Entries from an annotation dataset
--

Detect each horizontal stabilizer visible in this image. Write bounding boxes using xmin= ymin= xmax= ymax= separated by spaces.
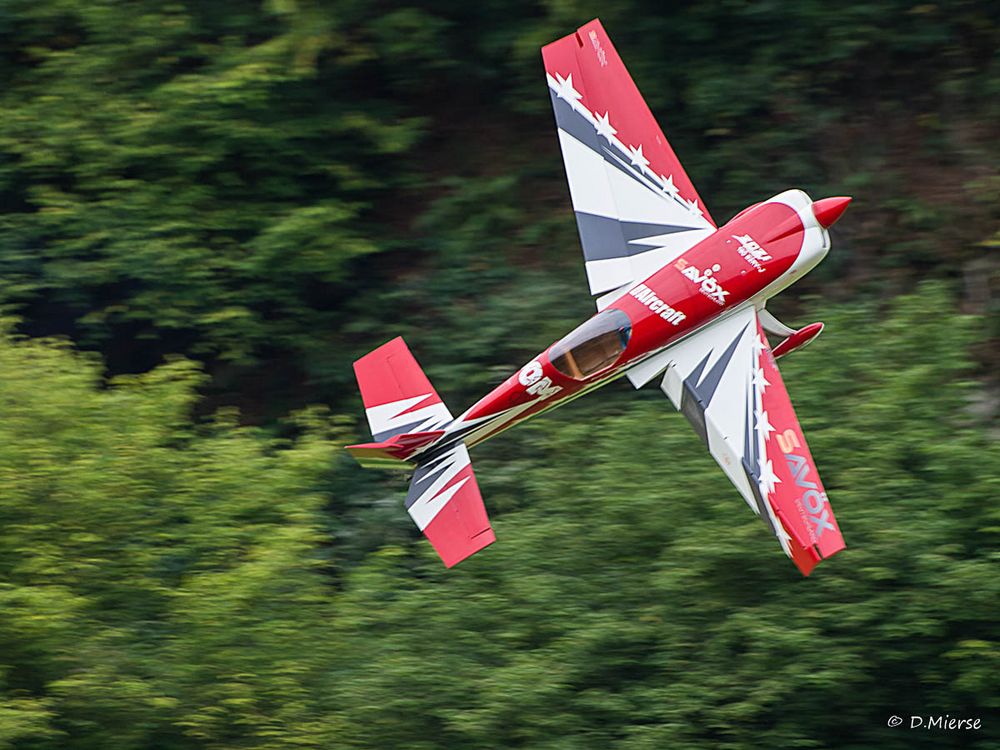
xmin=354 ymin=338 xmax=452 ymax=443
xmin=347 ymin=430 xmax=444 ymax=469
xmin=406 ymin=443 xmax=496 ymax=568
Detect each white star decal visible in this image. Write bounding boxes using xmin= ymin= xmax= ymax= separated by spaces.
xmin=752 ymin=333 xmax=767 ymax=355
xmin=753 ymin=367 xmax=771 ymax=393
xmin=760 ymin=459 xmax=781 ymax=497
xmin=594 ymin=112 xmax=618 ymax=143
xmin=774 ymin=519 xmax=792 ymax=557
xmin=628 ymin=144 xmax=649 ymax=171
xmin=556 ymin=73 xmax=583 ymax=106
xmin=756 ymin=411 xmax=774 ymax=440
xmin=660 ymin=175 xmax=677 ymax=197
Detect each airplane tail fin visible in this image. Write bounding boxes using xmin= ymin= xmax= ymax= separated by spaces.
xmin=347 ymin=337 xmax=452 ymax=469
xmin=347 ymin=338 xmax=496 ymax=568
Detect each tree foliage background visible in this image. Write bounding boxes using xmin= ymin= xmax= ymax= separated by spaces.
xmin=0 ymin=0 xmax=1000 ymax=750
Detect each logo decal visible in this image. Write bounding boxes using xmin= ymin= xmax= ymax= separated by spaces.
xmin=732 ymin=234 xmax=771 ymax=273
xmin=517 ymin=359 xmax=562 ymax=399
xmin=588 ymin=30 xmax=608 ymax=68
xmin=517 ymin=359 xmax=542 ymax=385
xmin=674 ymin=258 xmax=729 ymax=307
xmin=629 ymin=284 xmax=687 ymax=326
xmin=777 ymin=429 xmax=836 ymax=541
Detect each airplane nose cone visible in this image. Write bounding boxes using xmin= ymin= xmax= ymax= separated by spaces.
xmin=813 ymin=197 xmax=851 ymax=229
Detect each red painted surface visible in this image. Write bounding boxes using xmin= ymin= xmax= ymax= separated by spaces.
xmin=354 ymin=336 xmax=441 ymax=409
xmin=757 ymin=322 xmax=844 ymax=574
xmin=813 ymin=196 xmax=851 ymax=229
xmin=465 ymin=203 xmax=804 ymax=446
xmin=424 ymin=465 xmax=496 ymax=568
xmin=542 ymin=19 xmax=715 ymax=226
xmin=774 ymin=323 xmax=823 ymax=359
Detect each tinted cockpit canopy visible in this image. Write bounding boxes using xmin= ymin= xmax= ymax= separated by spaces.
xmin=549 ymin=309 xmax=632 ymax=380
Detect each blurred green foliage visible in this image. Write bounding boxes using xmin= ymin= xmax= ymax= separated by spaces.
xmin=0 ymin=286 xmax=1000 ymax=750
xmin=0 ymin=0 xmax=1000 ymax=750
xmin=0 ymin=0 xmax=1000 ymax=412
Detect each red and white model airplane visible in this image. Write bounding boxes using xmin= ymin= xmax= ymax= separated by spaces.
xmin=348 ymin=20 xmax=850 ymax=574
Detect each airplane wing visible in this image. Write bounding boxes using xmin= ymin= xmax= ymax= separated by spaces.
xmin=629 ymin=306 xmax=844 ymax=575
xmin=406 ymin=443 xmax=496 ymax=568
xmin=542 ymin=20 xmax=715 ymax=309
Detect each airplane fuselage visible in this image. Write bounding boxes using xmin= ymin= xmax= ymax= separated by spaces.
xmin=426 ymin=190 xmax=830 ymax=459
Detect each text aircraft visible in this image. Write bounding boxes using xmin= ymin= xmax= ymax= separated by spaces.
xmin=347 ymin=20 xmax=850 ymax=575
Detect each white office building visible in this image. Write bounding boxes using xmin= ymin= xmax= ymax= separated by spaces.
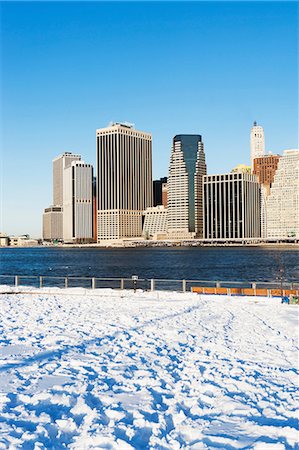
xmin=43 ymin=206 xmax=63 ymax=241
xmin=53 ymin=152 xmax=81 ymax=206
xmin=250 ymin=122 xmax=265 ymax=171
xmin=167 ymin=134 xmax=206 ymax=239
xmin=267 ymin=149 xmax=299 ymax=239
xmin=63 ymin=161 xmax=93 ymax=242
xmin=203 ymin=173 xmax=261 ymax=240
xmin=143 ymin=205 xmax=167 ymax=239
xmin=96 ymin=122 xmax=153 ymax=241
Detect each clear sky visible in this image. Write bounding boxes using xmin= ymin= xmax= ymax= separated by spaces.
xmin=0 ymin=1 xmax=298 ymax=237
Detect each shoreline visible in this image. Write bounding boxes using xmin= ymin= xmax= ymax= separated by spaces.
xmin=0 ymin=240 xmax=299 ymax=250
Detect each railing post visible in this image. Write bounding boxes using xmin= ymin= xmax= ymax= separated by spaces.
xmin=151 ymin=278 xmax=155 ymax=292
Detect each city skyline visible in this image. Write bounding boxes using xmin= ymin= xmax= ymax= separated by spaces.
xmin=0 ymin=2 xmax=298 ymax=237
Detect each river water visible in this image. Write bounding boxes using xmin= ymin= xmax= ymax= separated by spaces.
xmin=0 ymin=247 xmax=299 ymax=282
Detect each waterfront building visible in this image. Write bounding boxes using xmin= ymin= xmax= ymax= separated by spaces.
xmin=167 ymin=134 xmax=206 ymax=239
xmin=9 ymin=234 xmax=38 ymax=247
xmin=63 ymin=160 xmax=93 ymax=243
xmin=162 ymin=178 xmax=168 ymax=208
xmin=203 ymin=172 xmax=260 ymax=239
xmin=253 ymin=154 xmax=280 ymax=193
xmin=143 ymin=205 xmax=167 ymax=240
xmin=250 ymin=122 xmax=265 ymax=171
xmin=253 ymin=154 xmax=280 ymax=238
xmin=0 ymin=233 xmax=9 ymax=247
xmin=153 ymin=177 xmax=167 ymax=206
xmin=43 ymin=206 xmax=63 ymax=241
xmin=96 ymin=122 xmax=153 ymax=242
xmin=231 ymin=164 xmax=251 ymax=173
xmin=53 ymin=152 xmax=81 ymax=206
xmin=267 ymin=149 xmax=299 ymax=239
xmin=92 ymin=177 xmax=98 ymax=242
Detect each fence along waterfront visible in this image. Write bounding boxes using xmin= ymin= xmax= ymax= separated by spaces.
xmin=0 ymin=275 xmax=299 ymax=297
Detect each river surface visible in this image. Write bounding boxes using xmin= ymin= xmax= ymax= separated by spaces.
xmin=0 ymin=247 xmax=299 ymax=283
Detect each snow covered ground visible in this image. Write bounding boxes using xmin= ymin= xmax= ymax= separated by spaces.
xmin=0 ymin=286 xmax=299 ymax=450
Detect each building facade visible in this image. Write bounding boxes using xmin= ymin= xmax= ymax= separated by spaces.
xmin=167 ymin=134 xmax=206 ymax=239
xmin=96 ymin=119 xmax=153 ymax=241
xmin=53 ymin=152 xmax=81 ymax=206
xmin=43 ymin=206 xmax=63 ymax=241
xmin=253 ymin=155 xmax=280 ymax=238
xmin=250 ymin=122 xmax=265 ymax=171
xmin=253 ymin=155 xmax=280 ymax=193
xmin=204 ymin=173 xmax=261 ymax=239
xmin=153 ymin=177 xmax=167 ymax=206
xmin=162 ymin=179 xmax=168 ymax=208
xmin=143 ymin=205 xmax=167 ymax=239
xmin=267 ymin=149 xmax=299 ymax=239
xmin=63 ymin=161 xmax=94 ymax=243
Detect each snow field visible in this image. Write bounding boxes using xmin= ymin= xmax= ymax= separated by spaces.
xmin=0 ymin=286 xmax=299 ymax=450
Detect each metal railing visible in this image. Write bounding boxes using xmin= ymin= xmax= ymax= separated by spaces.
xmin=0 ymin=275 xmax=299 ymax=292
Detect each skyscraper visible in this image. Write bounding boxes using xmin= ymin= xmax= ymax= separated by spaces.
xmin=204 ymin=172 xmax=260 ymax=239
xmin=96 ymin=119 xmax=153 ymax=241
xmin=253 ymin=155 xmax=280 ymax=238
xmin=53 ymin=152 xmax=81 ymax=206
xmin=167 ymin=134 xmax=206 ymax=239
xmin=42 ymin=206 xmax=63 ymax=241
xmin=43 ymin=152 xmax=93 ymax=242
xmin=267 ymin=149 xmax=299 ymax=239
xmin=153 ymin=177 xmax=167 ymax=206
xmin=63 ymin=160 xmax=93 ymax=242
xmin=250 ymin=122 xmax=265 ymax=170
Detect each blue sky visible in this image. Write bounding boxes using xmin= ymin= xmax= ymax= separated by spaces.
xmin=0 ymin=2 xmax=298 ymax=237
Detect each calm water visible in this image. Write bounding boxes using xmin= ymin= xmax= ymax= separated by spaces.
xmin=0 ymin=247 xmax=299 ymax=281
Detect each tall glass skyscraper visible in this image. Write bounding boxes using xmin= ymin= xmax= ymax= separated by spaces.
xmin=250 ymin=122 xmax=265 ymax=171
xmin=168 ymin=134 xmax=206 ymax=239
xmin=96 ymin=123 xmax=153 ymax=241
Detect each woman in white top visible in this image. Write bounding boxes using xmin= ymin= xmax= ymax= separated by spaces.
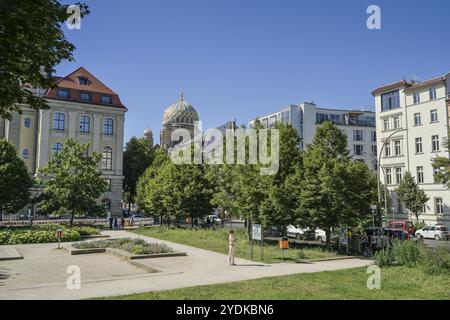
xmin=228 ymin=230 xmax=237 ymax=266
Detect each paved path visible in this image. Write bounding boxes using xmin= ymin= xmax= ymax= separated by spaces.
xmin=0 ymin=231 xmax=370 ymax=299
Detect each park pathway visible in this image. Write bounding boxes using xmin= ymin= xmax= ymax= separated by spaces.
xmin=0 ymin=230 xmax=370 ymax=299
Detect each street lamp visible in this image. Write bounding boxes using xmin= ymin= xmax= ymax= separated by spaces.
xmin=378 ymin=128 xmax=408 ymax=225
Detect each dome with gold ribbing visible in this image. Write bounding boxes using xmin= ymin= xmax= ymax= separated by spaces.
xmin=162 ymin=92 xmax=199 ymax=128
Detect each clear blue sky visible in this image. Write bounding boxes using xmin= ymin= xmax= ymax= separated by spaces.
xmin=57 ymin=0 xmax=450 ymax=143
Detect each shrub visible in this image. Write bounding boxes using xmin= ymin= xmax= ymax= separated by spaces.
xmin=392 ymin=241 xmax=425 ymax=267
xmin=374 ymin=249 xmax=395 ymax=267
xmin=422 ymin=246 xmax=450 ymax=275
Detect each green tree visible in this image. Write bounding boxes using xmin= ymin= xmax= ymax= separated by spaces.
xmin=0 ymin=0 xmax=89 ymax=119
xmin=0 ymin=139 xmax=33 ymax=218
xmin=39 ymin=139 xmax=107 ymax=225
xmin=432 ymin=132 xmax=450 ymax=188
xmin=123 ymin=137 xmax=154 ymax=212
xmin=299 ymin=122 xmax=376 ymax=243
xmin=395 ymin=172 xmax=430 ymax=222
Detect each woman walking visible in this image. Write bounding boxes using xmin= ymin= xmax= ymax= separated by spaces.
xmin=228 ymin=230 xmax=237 ymax=266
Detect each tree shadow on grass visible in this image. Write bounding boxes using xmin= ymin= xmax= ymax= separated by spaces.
xmin=0 ymin=268 xmax=10 ymax=287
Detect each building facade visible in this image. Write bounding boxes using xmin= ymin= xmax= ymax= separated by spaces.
xmin=0 ymin=68 xmax=127 ymax=216
xmin=372 ymin=74 xmax=450 ymax=227
xmin=249 ymin=102 xmax=378 ymax=171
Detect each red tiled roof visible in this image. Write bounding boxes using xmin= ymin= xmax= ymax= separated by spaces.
xmin=45 ymin=67 xmax=125 ymax=108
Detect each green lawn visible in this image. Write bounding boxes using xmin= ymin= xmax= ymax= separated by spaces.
xmin=134 ymin=227 xmax=337 ymax=263
xmin=103 ymin=267 xmax=450 ymax=300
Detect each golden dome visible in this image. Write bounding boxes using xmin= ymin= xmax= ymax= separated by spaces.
xmin=162 ymin=93 xmax=199 ymax=127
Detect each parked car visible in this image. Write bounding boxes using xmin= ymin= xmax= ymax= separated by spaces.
xmin=416 ymin=224 xmax=450 ymax=240
xmin=388 ymin=220 xmax=416 ymax=235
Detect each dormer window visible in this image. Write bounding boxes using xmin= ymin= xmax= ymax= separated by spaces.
xmin=57 ymin=89 xmax=70 ymax=99
xmin=78 ymin=77 xmax=87 ymax=86
xmin=102 ymin=95 xmax=112 ymax=104
xmin=80 ymin=92 xmax=91 ymax=101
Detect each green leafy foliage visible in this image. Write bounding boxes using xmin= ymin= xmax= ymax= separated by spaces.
xmin=39 ymin=139 xmax=107 ymax=225
xmin=0 ymin=0 xmax=89 ymax=119
xmin=0 ymin=139 xmax=33 ymax=214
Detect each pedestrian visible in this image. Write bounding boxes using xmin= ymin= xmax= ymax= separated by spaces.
xmin=108 ymin=214 xmax=114 ymax=230
xmin=228 ymin=230 xmax=237 ymax=266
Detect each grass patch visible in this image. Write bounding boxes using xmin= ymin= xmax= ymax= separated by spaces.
xmin=72 ymin=238 xmax=173 ymax=254
xmin=104 ymin=267 xmax=450 ymax=300
xmin=132 ymin=227 xmax=338 ymax=263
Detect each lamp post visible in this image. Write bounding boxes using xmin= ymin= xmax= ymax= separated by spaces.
xmin=378 ymin=128 xmax=408 ymax=225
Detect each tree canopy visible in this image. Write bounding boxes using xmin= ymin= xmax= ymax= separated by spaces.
xmin=0 ymin=0 xmax=89 ymax=119
xmin=0 ymin=139 xmax=33 ymax=214
xmin=39 ymin=139 xmax=107 ymax=224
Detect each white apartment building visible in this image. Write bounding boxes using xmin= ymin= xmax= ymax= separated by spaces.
xmin=249 ymin=102 xmax=378 ymax=171
xmin=372 ymin=74 xmax=450 ymax=227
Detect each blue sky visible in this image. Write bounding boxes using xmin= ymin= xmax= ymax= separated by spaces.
xmin=56 ymin=0 xmax=450 ymax=143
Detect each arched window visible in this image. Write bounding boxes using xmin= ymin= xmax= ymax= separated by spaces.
xmin=80 ymin=116 xmax=91 ymax=133
xmin=103 ymin=118 xmax=114 ymax=135
xmin=52 ymin=142 xmax=62 ymax=154
xmin=102 ymin=147 xmax=112 ymax=170
xmin=53 ymin=112 xmax=66 ymax=131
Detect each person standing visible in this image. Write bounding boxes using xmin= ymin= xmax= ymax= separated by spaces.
xmin=228 ymin=230 xmax=237 ymax=266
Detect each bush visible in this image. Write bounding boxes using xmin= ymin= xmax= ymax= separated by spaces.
xmin=73 ymin=238 xmax=173 ymax=254
xmin=423 ymin=246 xmax=450 ymax=275
xmin=0 ymin=229 xmax=80 ymax=245
xmin=392 ymin=241 xmax=425 ymax=267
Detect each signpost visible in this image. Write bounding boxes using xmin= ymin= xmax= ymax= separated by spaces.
xmin=56 ymin=228 xmax=64 ymax=249
xmin=251 ymin=223 xmax=264 ymax=260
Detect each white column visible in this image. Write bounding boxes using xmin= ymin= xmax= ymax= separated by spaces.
xmin=36 ymin=110 xmax=50 ymax=168
xmin=69 ymin=111 xmax=78 ymax=138
xmin=115 ymin=116 xmax=125 ymax=176
xmin=92 ymin=114 xmax=102 ymax=152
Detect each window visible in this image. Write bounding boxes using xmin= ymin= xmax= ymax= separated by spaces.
xmin=80 ymin=92 xmax=91 ymax=101
xmin=102 ymin=95 xmax=112 ymax=104
xmin=80 ymin=116 xmax=91 ymax=133
xmin=105 ymin=179 xmax=111 ymax=191
xmin=353 ymin=144 xmax=364 ymax=156
xmin=372 ymin=146 xmax=378 ymax=157
xmin=394 ymin=140 xmax=402 ymax=156
xmin=353 ymin=130 xmax=364 ymax=141
xmin=416 ymin=166 xmax=423 ymax=183
xmin=78 ymin=77 xmax=87 ymax=86
xmin=430 ymin=88 xmax=436 ymax=100
xmin=414 ymin=113 xmax=422 ymax=126
xmin=434 ymin=198 xmax=444 ymax=214
xmin=103 ymin=118 xmax=113 ymax=135
xmin=386 ymin=168 xmax=392 ymax=184
xmin=431 ymin=136 xmax=439 ymax=151
xmin=22 ymin=148 xmax=30 ymax=160
xmin=395 ymin=168 xmax=402 ymax=184
xmin=381 ymin=90 xmax=400 ymax=111
xmin=384 ymin=142 xmax=391 ymax=157
xmin=23 ymin=117 xmax=31 ymax=128
xmin=281 ymin=110 xmax=289 ymax=123
xmin=53 ymin=112 xmax=66 ymax=131
xmin=416 ymin=138 xmax=423 ymax=153
xmin=57 ymin=89 xmax=70 ymax=99
xmin=430 ymin=109 xmax=438 ymax=122
xmin=102 ymin=147 xmax=112 ymax=170
xmin=52 ymin=142 xmax=62 ymax=154
xmin=394 ymin=117 xmax=400 ymax=129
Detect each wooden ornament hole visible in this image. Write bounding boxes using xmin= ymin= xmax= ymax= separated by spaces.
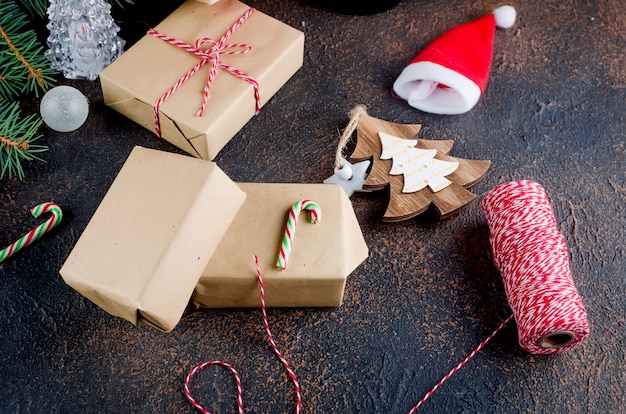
xmin=537 ymin=331 xmax=576 ymax=349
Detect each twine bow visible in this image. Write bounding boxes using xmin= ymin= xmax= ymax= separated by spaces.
xmin=148 ymin=8 xmax=261 ymax=137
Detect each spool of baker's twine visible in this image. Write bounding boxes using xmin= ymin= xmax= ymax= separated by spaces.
xmin=409 ymin=180 xmax=589 ymax=414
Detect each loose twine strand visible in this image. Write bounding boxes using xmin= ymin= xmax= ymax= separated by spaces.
xmin=185 ymin=255 xmax=302 ymax=414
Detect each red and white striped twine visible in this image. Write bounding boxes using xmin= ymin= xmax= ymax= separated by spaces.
xmin=148 ymin=7 xmax=261 ymax=137
xmin=482 ymin=180 xmax=589 ymax=354
xmin=185 ymin=255 xmax=302 ymax=414
xmin=409 ymin=180 xmax=589 ymax=414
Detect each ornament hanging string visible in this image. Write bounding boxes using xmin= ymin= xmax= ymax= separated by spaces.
xmin=148 ymin=7 xmax=261 ymax=137
xmin=0 ymin=203 xmax=63 ymax=263
xmin=409 ymin=180 xmax=589 ymax=414
xmin=335 ymin=105 xmax=367 ymax=173
xmin=185 ymin=255 xmax=302 ymax=414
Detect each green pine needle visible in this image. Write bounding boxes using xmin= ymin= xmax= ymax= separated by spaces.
xmin=0 ymin=99 xmax=48 ymax=180
xmin=0 ymin=0 xmax=58 ymax=99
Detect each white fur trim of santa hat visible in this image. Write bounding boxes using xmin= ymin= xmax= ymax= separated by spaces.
xmin=393 ymin=6 xmax=517 ymax=115
xmin=393 ymin=61 xmax=480 ymax=115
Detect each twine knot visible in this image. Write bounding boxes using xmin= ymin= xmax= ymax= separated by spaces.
xmin=148 ymin=8 xmax=261 ymax=137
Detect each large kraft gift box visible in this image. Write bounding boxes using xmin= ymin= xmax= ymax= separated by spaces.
xmin=193 ymin=183 xmax=368 ymax=308
xmin=60 ymin=147 xmax=368 ymax=331
xmin=100 ymin=0 xmax=304 ymax=160
xmin=60 ymin=147 xmax=246 ymax=331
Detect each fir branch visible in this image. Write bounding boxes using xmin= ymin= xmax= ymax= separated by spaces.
xmin=15 ymin=0 xmax=48 ymax=18
xmin=0 ymin=0 xmax=58 ymax=99
xmin=0 ymin=99 xmax=48 ymax=180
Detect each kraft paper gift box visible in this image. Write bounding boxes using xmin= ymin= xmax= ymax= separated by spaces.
xmin=100 ymin=0 xmax=304 ymax=160
xmin=193 ymin=183 xmax=368 ymax=308
xmin=60 ymin=147 xmax=246 ymax=331
xmin=59 ymin=147 xmax=368 ymax=332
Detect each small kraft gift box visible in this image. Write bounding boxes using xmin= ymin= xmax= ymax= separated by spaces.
xmin=60 ymin=147 xmax=368 ymax=332
xmin=100 ymin=0 xmax=304 ymax=160
xmin=193 ymin=183 xmax=368 ymax=308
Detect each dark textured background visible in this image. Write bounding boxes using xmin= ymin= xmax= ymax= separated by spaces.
xmin=0 ymin=0 xmax=626 ymax=413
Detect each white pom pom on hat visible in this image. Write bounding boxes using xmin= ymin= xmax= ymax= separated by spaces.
xmin=393 ymin=5 xmax=517 ymax=115
xmin=491 ymin=6 xmax=517 ymax=29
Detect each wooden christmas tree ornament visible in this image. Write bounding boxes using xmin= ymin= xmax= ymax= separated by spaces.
xmin=350 ymin=107 xmax=491 ymax=222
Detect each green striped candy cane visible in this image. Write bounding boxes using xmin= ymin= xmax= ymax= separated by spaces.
xmin=0 ymin=202 xmax=63 ymax=263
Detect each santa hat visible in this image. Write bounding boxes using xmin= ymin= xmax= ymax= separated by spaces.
xmin=393 ymin=6 xmax=516 ymax=115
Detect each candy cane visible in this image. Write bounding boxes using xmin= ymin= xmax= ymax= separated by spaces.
xmin=0 ymin=203 xmax=63 ymax=263
xmin=276 ymin=200 xmax=322 ymax=270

--

**Task objective:**
Pick out every line in the rows above that contains the word "santa" and copy each one in full.

**Full answer:**
Detect each white fur trim of santa hat visible in this image. Write bounding boxes using xmin= ymin= xmax= ymax= separated by spaces.
Detect each santa hat visible in this image. Write bounding boxes using xmin= ymin= xmax= ymax= separated by spaces.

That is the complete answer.